YOUR OBJECTIVE: Reprint the entries without altering anything.

BEGIN

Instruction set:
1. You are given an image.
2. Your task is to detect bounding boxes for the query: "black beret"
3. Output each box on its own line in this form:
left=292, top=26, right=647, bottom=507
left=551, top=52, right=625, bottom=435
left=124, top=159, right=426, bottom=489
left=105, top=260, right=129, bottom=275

END

FINISHED EXERCISE:
Instruction set:
1. You are given an image.
2. Your task is to detect bounding boxes for the query: "black beret"
3. Output each box on its own line in this form:
left=292, top=26, right=647, bottom=507
left=551, top=52, right=625, bottom=435
left=124, top=159, right=426, bottom=489
left=105, top=260, right=129, bottom=275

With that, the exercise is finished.